__Tasks and exercises__:
1 > According to the Football Manager 2013 review, what does each of the game's new features add new levels of? List them.
2 > Extend the Football Manager 2013 review past its final sentence.

__Excerpted text__:

# # # # #

Football Manager Newcastle United 2013 Review
This year’s iteration of Football Manager brings with it the arsenal of new and improved features that have made it the undisputed leader in the football management simulation market.
For the first time, it also features a brand new game mode, specifically designed to try and bring back some of the veterans of the game who may have moved on to other things over the years (like for example, real life).
Alongside this all-new ‘Classic Mode’ (more on this later) and the usual tweaks and improvements to the match engine and interface that we’ve come to expect, FM13 brings with it some interesting new features and challenges, each adding new levels of depth, complexity and realism to its immersive world of 21st century fantasy football.
The Director of Football
Perhaps the most high profile of these is the arrival of the Director of Football, a role often surrounded by controversy and failure (Dennis Wise, anyone?). Football Manager takes a slightly different spin on this, allowing you to appoint and fire your own Director of Football, and choose the extent of his responsibilities within the club, like for example negotiating transfers on your behalf or helping you to get rid of unwanted players and youth players in need of playing time in the form of loans.

# # # # #

(Records from a dataset)

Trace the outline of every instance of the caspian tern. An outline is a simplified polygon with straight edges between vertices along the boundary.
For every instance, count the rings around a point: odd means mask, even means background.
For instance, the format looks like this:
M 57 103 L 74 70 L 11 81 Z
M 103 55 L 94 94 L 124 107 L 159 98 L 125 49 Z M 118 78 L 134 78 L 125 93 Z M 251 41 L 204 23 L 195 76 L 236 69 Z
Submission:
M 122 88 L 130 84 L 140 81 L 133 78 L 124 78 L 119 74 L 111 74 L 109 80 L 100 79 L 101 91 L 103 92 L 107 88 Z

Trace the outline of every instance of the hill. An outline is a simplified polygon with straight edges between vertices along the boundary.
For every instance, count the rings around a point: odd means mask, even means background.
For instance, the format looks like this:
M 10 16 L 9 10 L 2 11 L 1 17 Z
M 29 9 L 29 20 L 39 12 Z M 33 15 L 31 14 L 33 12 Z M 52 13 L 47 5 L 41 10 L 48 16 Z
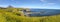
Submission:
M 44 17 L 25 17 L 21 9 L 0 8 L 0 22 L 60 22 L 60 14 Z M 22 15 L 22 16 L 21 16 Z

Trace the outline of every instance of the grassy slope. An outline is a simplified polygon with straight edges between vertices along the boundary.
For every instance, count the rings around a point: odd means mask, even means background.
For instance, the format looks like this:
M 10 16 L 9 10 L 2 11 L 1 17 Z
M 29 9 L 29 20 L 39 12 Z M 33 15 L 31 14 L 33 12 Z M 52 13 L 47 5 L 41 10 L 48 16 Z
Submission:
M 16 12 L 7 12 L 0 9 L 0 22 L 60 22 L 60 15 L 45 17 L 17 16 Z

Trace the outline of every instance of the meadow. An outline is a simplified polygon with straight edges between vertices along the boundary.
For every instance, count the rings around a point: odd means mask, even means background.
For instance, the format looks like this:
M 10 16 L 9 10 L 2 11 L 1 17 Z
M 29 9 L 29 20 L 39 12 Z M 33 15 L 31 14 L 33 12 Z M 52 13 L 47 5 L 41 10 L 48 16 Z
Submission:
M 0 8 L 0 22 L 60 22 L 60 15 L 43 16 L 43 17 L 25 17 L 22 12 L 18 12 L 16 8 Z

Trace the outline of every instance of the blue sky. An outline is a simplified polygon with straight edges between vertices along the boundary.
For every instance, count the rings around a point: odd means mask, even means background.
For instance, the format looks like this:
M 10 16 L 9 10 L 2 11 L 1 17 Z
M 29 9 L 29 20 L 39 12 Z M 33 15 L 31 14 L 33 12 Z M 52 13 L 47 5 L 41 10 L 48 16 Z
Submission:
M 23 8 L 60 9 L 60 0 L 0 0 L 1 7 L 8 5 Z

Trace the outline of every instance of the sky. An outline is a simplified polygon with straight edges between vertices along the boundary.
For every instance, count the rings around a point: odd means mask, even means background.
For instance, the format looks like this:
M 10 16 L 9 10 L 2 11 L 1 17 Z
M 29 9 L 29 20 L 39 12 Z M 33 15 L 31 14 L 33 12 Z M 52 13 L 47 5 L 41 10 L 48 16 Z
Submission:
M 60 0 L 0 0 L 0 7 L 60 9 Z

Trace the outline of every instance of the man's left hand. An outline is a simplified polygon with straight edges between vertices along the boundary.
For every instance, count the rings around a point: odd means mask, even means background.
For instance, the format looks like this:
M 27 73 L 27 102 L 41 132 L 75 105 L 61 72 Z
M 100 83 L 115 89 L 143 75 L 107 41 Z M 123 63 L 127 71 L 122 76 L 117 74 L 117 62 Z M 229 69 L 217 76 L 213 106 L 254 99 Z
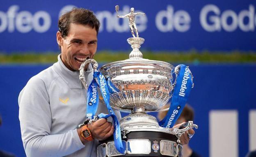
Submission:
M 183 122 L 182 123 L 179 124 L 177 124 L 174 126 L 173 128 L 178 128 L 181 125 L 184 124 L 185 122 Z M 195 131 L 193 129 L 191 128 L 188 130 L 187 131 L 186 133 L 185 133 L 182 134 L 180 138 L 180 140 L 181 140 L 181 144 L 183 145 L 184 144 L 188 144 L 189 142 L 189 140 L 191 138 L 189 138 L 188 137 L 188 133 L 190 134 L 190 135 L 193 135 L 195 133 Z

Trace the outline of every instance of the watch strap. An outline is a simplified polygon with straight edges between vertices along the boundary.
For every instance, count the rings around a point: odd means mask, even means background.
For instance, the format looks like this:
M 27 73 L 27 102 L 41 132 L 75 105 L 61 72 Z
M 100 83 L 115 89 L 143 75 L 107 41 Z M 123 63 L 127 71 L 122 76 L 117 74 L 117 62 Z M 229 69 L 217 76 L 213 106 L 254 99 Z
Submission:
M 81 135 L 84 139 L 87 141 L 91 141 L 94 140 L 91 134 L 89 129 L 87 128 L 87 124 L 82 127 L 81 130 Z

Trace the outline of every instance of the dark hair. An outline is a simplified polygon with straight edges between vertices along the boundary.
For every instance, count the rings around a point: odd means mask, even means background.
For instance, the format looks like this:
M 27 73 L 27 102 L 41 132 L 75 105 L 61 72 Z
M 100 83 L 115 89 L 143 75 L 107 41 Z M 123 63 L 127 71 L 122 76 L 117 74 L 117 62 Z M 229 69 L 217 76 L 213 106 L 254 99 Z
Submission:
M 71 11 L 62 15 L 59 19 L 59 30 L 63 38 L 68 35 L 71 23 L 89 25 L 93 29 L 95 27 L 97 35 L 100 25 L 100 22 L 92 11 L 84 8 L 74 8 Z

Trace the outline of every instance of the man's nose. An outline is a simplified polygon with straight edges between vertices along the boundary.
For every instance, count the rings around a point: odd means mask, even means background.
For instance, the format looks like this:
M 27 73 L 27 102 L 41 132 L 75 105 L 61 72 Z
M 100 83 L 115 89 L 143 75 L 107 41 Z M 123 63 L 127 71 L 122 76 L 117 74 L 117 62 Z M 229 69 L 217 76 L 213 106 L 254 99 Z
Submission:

# # # # #

__Solved problems__:
1 > depth, complexity, realism

2 >
Another interesting major feature is the concept of Board Promises. When you first sign for a club, the Chairman or Owner will set out certain expectations, upon which you will be judged during your tenure.
In my case as Newcastle United’s brand new manager (replacing a swiftly and ruthlessly dispatched Alan Pardew), I was informed by Mr Ashley that I would be expected to, “sign young players for the first team”, and, “play attacking football”, – both in keeping with Newcastle United’s tradition as well as recent policy.
A couple of signings later (with the help of Chief Scout Graham Carr) Mr Ashley informed me of his delight at the arrival of a couple of promising Spanish U21 internationals. This brings a great new dynamic to the game, with your in-game reputation and playing style having a severe impact on your employability by specific clubs – you’re more likely to see Kevin Keegan at West Ham than you are Sam Allardyce at Swansea, for example.
Perhaps the single biggest new feature of the game is the arrival of the all-new Classic Mode. In a clear attempt to try and entice back some of the older players who’re just too busy for the highly detailed and complex world of the main simulation mode, FMC is a stripped-down, scaled back version of FM13 designed for a “quick game” or a casual stint without the commitment of a proper simulation game.
To achieve this, the team have taken out things like pre-match talks, they’ve simplified the media interviews side of things and generally made everything quicker, easier and less time-consuming, particularly between matches
The matches themselves however still have the full-featured 3D match engine, and although it’s no FIFA in terms of graphics or physics, still looks a whole lifetime better than the trusty old days of watching scrolling text, waiting for that last minute equaliser from Darren Peacock to flash.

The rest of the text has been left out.